_About this exercise:_ Identify all lines below that hold "road" and collect them.

_The input:_

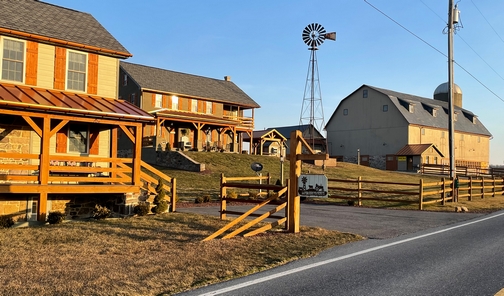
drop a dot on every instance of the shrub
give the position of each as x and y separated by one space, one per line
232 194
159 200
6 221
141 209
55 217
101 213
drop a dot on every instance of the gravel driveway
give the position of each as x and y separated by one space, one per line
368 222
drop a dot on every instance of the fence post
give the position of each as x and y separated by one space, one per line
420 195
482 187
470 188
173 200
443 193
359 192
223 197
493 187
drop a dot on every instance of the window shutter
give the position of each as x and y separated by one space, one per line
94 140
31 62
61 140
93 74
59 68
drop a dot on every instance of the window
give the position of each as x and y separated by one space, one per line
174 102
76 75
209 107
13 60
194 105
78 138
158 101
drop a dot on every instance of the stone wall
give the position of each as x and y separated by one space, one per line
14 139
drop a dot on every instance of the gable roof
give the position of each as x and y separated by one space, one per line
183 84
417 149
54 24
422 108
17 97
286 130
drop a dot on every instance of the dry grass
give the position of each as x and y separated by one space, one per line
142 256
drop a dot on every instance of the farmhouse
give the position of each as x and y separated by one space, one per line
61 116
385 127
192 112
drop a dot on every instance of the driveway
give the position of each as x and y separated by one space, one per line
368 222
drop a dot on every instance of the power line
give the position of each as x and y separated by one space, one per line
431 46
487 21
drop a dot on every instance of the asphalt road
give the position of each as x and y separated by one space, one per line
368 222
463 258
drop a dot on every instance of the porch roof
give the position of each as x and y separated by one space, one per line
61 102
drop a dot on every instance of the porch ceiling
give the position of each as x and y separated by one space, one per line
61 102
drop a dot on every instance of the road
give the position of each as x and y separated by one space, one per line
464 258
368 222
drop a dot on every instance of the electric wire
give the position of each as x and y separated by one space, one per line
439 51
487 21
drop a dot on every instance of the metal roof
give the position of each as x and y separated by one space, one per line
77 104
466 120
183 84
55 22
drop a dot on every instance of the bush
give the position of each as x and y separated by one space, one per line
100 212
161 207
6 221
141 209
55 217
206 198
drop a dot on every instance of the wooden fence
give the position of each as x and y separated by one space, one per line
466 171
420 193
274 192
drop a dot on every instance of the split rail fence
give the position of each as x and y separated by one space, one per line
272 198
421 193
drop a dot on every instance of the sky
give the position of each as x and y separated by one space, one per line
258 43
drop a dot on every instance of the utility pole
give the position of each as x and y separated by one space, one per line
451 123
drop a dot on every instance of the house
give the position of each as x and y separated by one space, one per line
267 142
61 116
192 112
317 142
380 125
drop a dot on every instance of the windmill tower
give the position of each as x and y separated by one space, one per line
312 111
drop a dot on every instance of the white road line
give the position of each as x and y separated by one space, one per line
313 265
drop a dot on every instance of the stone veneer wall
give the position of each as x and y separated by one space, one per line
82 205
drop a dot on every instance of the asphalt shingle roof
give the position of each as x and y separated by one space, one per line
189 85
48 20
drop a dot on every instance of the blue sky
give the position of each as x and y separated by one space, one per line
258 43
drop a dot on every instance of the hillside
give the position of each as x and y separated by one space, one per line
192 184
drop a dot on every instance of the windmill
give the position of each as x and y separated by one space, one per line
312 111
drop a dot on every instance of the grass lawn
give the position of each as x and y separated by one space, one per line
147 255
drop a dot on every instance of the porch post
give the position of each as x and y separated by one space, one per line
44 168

* * *

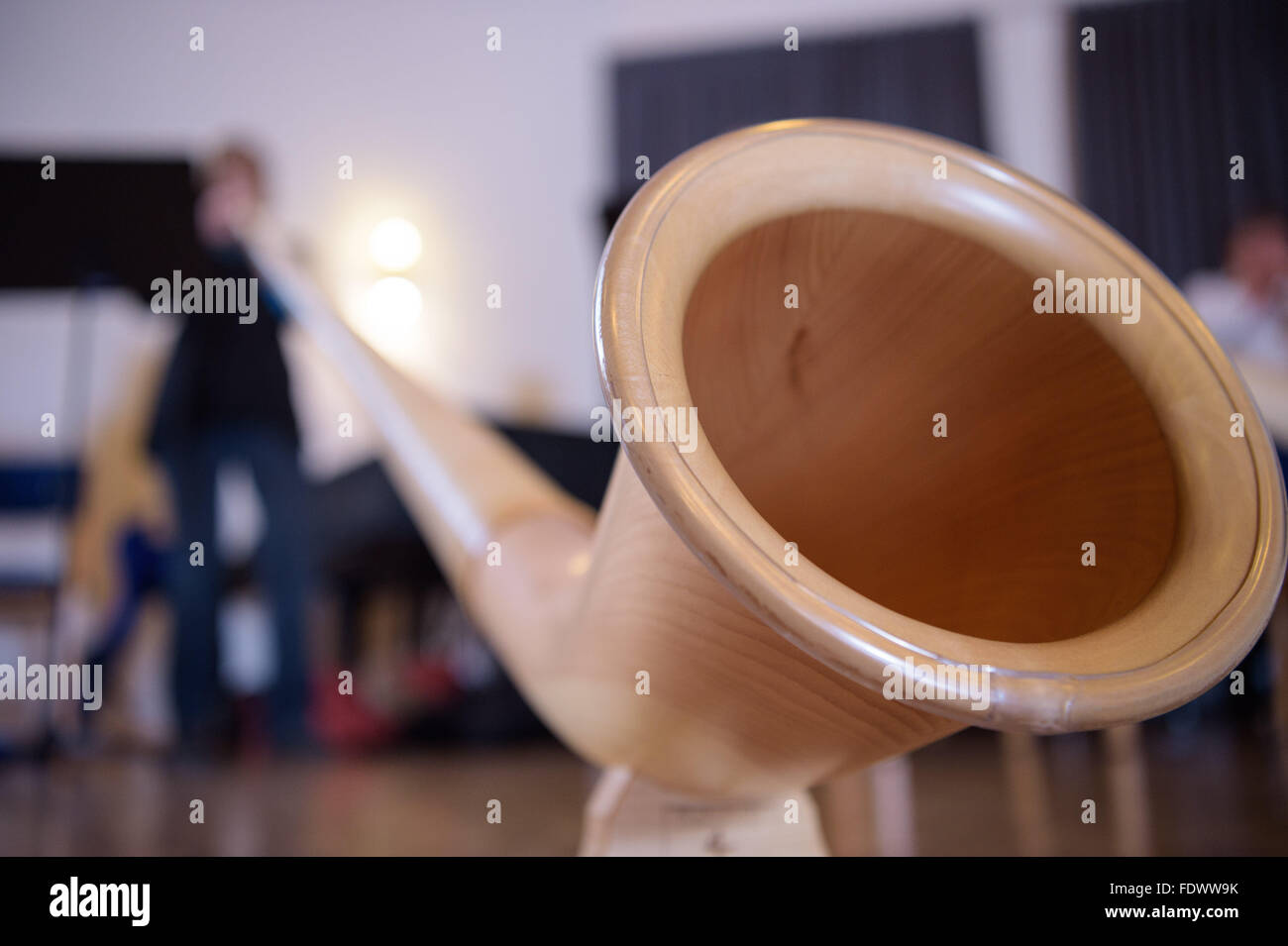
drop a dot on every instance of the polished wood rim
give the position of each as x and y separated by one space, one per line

_Written answer:_
drop a dot on every instance of the asphalt road
drop a dot on every instance of the road
drop a dot on every instance of the white road line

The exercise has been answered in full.